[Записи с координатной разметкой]
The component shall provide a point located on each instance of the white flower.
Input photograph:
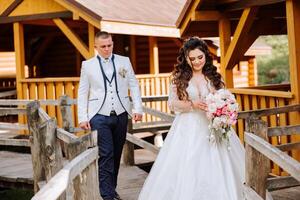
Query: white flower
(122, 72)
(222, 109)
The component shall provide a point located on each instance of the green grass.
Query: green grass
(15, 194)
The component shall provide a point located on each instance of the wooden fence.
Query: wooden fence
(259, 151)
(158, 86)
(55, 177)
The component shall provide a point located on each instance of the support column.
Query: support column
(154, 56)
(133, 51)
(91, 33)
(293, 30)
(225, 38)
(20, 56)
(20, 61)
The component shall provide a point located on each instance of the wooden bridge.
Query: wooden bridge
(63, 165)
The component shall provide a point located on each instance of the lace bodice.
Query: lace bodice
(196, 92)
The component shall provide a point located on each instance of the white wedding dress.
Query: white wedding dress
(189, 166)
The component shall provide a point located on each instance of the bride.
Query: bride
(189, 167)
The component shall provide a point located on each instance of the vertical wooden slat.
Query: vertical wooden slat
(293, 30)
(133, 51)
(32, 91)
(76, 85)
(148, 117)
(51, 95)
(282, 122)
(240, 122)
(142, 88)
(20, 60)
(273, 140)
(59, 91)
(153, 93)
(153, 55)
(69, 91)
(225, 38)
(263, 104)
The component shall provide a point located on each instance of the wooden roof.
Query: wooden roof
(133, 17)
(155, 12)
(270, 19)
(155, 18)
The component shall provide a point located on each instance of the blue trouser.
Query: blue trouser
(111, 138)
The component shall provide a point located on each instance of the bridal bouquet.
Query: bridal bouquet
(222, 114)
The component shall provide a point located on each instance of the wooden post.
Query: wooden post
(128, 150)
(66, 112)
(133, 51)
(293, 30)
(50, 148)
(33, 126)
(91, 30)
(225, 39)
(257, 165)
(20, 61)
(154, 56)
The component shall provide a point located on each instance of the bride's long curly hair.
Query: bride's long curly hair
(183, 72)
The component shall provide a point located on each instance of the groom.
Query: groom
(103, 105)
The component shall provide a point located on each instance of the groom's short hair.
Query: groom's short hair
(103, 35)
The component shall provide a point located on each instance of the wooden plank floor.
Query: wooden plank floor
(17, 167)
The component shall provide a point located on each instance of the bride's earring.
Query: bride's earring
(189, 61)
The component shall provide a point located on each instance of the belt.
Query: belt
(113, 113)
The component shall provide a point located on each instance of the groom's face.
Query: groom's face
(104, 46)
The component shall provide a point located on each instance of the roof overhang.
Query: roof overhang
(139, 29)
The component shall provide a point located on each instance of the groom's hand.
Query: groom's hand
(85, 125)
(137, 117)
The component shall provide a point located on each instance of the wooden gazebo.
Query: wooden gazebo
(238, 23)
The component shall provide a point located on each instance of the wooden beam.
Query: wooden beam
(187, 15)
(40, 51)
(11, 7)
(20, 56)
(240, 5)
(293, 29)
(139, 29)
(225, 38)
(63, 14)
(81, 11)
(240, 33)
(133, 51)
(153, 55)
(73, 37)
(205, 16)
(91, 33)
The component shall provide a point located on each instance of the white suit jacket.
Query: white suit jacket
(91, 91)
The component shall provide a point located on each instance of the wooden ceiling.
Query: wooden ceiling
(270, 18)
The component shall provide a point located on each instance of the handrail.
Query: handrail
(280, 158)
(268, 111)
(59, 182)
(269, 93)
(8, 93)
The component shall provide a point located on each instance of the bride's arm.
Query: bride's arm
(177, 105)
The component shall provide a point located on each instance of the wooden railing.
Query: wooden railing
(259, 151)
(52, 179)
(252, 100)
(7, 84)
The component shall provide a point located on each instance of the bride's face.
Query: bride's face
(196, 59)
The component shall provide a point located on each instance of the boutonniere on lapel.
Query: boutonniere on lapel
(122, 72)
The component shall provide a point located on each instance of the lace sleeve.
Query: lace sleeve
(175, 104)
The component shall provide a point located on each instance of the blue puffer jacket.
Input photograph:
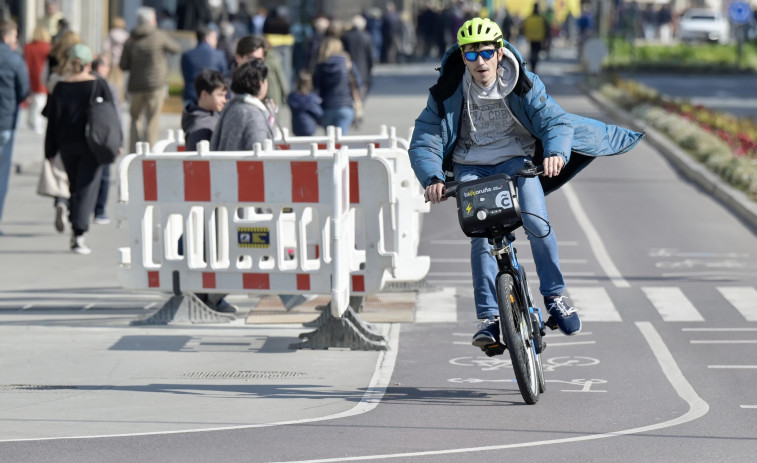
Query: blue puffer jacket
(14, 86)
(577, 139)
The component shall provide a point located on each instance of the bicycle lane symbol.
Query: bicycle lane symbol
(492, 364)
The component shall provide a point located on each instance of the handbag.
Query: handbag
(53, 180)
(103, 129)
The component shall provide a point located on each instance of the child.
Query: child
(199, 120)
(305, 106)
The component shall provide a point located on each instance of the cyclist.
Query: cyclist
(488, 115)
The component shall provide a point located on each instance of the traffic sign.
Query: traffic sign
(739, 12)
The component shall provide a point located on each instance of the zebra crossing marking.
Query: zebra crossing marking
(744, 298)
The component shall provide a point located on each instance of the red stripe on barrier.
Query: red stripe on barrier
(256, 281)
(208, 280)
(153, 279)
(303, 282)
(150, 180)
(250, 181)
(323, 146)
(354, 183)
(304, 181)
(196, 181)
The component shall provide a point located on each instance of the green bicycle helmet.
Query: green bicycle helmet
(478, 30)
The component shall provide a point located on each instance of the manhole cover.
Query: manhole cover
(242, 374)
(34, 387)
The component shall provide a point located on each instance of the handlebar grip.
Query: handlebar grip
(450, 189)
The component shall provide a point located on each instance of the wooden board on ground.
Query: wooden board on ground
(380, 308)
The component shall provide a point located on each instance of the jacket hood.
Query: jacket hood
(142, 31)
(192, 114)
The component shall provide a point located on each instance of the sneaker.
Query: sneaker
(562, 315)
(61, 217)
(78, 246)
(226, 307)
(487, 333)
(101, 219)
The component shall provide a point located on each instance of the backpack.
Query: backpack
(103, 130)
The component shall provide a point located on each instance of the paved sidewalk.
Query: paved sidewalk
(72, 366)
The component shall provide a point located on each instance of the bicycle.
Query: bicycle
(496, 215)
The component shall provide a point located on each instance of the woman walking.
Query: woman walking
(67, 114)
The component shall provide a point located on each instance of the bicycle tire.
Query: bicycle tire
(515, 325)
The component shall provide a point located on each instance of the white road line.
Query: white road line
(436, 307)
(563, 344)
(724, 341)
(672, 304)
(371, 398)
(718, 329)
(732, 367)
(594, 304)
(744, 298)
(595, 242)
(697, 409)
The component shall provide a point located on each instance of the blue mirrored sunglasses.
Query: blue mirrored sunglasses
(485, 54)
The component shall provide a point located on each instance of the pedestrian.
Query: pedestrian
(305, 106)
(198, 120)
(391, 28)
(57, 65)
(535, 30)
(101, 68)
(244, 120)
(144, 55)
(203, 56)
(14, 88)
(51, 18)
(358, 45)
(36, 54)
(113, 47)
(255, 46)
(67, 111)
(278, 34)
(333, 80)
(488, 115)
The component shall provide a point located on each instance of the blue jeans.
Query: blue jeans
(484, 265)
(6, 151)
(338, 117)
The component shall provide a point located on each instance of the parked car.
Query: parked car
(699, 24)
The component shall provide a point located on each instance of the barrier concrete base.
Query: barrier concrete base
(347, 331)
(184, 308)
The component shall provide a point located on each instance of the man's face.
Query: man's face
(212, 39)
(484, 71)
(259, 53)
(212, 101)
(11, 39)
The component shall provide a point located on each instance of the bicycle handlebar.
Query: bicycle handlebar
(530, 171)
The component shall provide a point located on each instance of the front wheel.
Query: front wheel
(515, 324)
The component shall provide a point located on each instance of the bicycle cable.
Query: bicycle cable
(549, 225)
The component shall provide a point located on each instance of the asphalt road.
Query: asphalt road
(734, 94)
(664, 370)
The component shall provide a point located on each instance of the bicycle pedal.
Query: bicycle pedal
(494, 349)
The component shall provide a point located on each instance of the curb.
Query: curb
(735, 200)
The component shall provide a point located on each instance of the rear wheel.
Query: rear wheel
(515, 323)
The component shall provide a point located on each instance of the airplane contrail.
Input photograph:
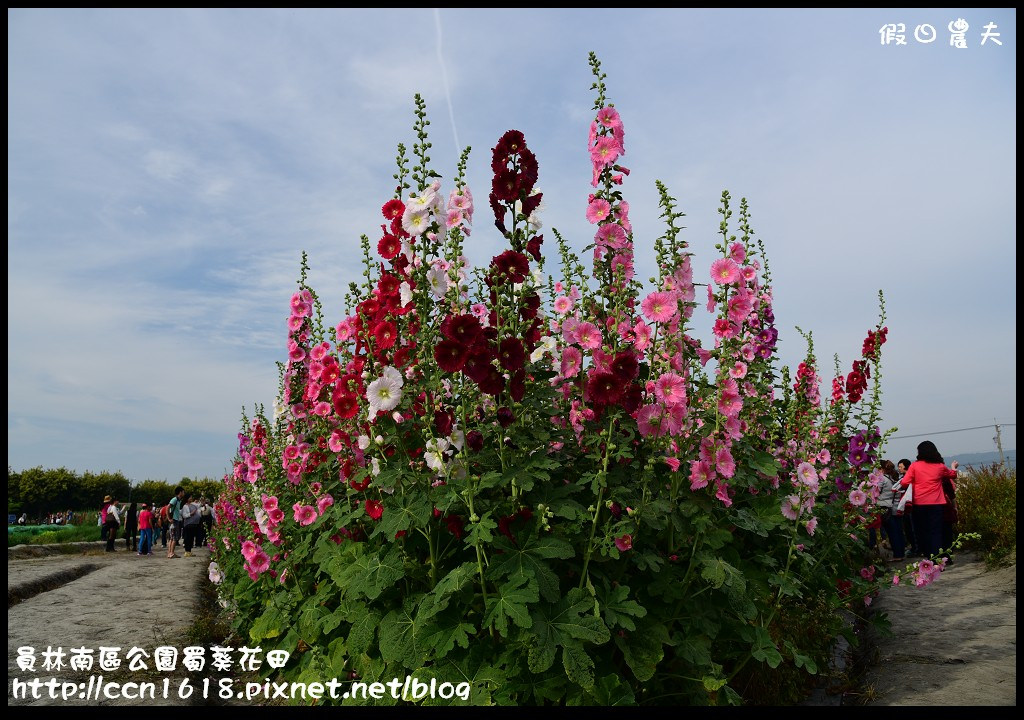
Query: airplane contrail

...

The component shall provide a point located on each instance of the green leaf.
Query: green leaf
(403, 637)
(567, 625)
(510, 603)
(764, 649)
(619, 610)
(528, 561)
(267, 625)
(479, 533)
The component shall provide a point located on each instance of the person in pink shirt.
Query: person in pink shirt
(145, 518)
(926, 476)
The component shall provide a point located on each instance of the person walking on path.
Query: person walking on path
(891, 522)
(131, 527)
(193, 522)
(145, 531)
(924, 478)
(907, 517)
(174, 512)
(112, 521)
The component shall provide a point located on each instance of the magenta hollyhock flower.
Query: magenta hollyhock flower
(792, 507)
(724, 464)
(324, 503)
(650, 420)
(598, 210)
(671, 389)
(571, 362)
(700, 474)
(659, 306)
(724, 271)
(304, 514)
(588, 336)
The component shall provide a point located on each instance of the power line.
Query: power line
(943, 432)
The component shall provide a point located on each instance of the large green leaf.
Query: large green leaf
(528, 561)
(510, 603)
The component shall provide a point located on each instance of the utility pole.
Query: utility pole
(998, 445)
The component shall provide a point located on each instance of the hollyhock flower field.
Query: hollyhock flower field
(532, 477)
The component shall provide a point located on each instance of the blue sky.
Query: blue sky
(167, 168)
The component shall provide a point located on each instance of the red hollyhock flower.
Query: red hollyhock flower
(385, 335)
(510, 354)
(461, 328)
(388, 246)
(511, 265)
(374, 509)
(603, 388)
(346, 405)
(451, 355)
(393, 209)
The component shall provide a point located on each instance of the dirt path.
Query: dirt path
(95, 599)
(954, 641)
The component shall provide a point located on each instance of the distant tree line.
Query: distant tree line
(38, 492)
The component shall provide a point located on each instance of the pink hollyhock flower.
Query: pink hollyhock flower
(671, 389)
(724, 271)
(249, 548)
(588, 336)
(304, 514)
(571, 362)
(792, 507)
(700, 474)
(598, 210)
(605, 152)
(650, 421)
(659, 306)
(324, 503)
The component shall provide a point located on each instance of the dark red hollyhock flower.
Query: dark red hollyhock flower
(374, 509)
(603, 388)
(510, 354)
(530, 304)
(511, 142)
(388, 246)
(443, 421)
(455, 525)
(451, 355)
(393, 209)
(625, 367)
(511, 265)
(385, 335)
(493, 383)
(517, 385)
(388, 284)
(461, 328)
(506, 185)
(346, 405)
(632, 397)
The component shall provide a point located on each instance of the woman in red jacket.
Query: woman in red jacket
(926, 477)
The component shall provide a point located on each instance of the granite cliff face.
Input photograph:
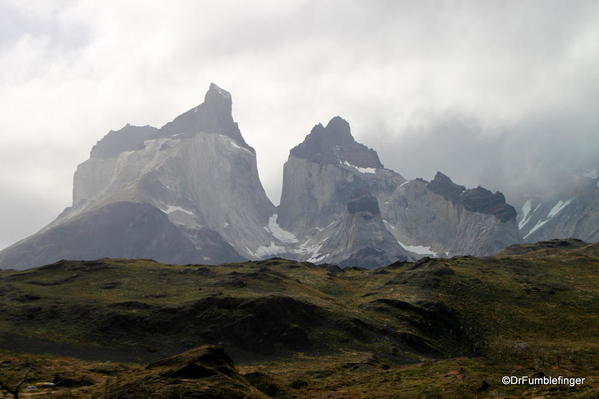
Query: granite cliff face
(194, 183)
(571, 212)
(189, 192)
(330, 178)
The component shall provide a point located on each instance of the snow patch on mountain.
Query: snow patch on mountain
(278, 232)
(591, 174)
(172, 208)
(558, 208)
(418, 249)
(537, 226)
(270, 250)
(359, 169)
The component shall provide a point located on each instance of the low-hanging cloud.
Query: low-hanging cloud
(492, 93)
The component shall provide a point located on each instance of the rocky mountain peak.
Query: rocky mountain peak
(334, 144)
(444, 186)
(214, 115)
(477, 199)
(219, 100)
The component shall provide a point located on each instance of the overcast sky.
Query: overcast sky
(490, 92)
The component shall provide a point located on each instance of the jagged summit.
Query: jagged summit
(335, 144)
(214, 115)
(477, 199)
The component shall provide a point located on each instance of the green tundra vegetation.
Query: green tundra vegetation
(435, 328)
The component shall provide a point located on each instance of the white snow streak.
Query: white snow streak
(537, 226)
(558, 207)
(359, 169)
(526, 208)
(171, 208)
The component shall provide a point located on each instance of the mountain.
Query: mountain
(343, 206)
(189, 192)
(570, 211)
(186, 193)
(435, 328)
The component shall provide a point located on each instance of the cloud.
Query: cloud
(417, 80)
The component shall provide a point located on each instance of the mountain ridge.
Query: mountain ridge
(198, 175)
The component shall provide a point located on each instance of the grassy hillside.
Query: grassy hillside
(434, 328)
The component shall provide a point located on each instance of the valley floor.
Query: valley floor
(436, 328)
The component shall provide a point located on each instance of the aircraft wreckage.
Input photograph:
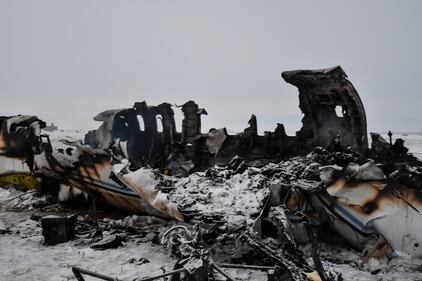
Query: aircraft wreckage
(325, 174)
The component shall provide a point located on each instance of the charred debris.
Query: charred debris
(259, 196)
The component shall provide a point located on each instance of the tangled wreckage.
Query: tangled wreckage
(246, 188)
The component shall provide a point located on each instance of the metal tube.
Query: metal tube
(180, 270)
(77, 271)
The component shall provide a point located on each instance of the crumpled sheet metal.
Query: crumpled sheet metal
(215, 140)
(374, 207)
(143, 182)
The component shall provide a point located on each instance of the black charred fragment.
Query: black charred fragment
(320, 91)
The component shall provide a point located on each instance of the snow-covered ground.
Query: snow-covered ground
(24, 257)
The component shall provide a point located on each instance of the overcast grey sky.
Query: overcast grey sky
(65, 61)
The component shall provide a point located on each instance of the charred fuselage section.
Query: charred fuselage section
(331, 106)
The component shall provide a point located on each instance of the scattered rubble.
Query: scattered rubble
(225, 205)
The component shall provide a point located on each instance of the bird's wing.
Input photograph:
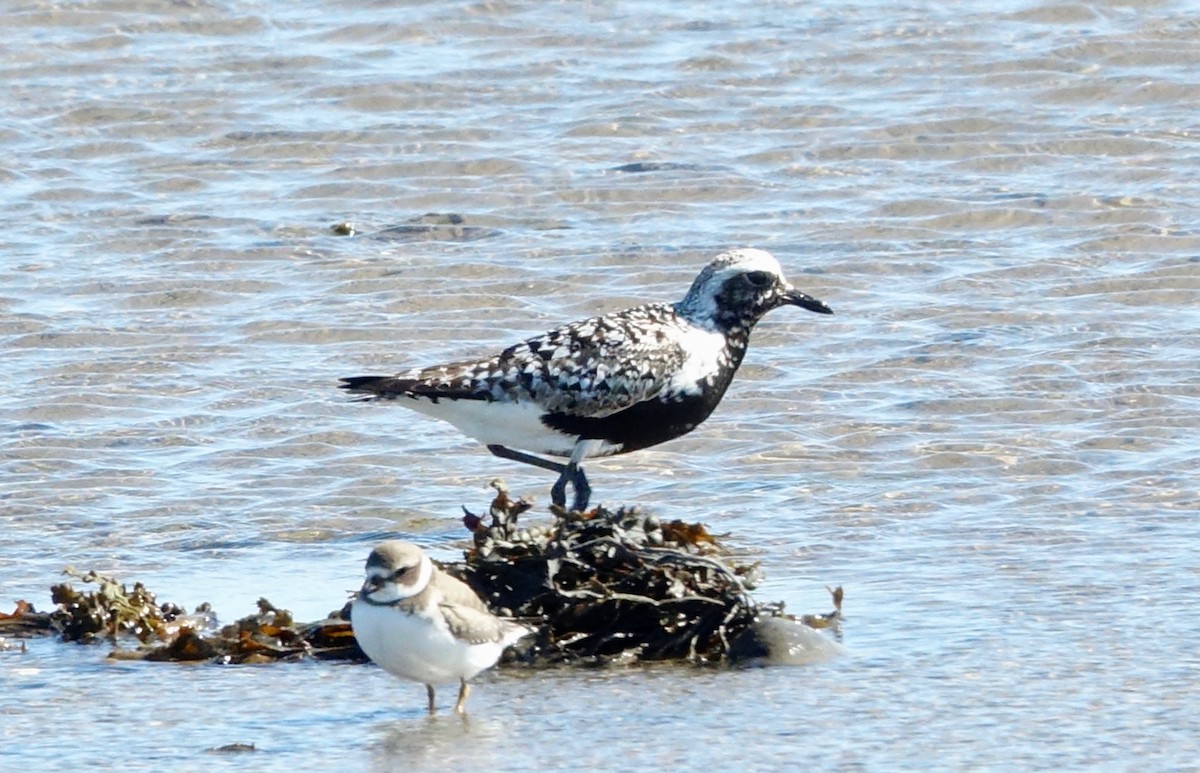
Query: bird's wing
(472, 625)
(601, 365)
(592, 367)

* * *

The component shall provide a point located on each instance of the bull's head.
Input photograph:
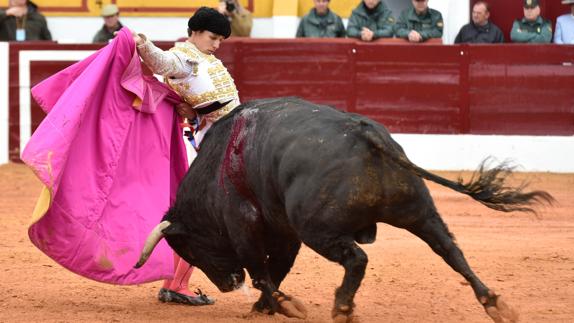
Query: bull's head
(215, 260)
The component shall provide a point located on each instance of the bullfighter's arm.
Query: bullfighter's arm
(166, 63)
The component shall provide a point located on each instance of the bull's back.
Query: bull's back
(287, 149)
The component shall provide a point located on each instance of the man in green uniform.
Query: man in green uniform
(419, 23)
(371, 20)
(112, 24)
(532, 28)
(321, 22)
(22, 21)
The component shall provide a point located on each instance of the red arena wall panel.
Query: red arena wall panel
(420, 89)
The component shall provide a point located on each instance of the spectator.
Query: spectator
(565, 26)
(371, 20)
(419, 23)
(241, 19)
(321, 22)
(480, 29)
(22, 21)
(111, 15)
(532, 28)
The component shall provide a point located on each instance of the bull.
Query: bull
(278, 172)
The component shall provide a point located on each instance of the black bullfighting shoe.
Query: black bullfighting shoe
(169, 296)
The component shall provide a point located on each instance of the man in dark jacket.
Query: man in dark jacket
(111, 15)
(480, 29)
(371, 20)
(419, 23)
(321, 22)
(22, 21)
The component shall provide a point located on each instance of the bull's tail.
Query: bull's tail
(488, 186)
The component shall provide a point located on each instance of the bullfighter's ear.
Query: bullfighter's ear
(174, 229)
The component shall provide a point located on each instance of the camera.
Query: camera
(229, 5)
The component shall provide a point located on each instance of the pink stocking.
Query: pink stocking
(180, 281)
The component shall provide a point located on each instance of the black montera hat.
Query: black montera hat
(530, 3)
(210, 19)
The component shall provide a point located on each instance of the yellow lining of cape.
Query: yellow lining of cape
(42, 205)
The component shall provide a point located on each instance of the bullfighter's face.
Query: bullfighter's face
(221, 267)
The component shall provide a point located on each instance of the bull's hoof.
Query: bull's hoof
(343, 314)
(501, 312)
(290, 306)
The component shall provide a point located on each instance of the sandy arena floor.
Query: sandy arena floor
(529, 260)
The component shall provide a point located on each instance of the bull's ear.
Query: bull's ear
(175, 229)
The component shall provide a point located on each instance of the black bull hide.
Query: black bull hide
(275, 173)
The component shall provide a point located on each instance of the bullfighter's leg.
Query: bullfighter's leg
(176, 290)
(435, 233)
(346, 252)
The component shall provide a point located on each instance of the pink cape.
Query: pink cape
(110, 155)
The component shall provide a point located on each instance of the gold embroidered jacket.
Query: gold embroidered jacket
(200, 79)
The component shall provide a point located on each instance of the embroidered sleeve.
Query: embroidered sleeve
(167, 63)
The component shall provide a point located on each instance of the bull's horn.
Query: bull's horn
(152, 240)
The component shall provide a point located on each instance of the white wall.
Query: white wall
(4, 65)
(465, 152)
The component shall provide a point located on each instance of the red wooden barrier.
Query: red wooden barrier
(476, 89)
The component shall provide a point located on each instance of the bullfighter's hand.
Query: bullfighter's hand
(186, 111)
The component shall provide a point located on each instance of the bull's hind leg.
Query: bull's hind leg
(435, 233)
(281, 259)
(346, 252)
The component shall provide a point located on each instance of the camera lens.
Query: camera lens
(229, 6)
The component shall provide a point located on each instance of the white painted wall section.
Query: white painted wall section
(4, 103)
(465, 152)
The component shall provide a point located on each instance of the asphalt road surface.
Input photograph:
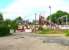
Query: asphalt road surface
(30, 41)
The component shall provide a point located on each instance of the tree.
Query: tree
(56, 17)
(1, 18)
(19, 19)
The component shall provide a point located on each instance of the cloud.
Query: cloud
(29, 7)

◆ **Цель задания**: Укажите, в скольких строках записей встречается слово «asphalt» с учетом регистра, и не пишите ничего, кроме числа.

◆ **Результат задания**: 4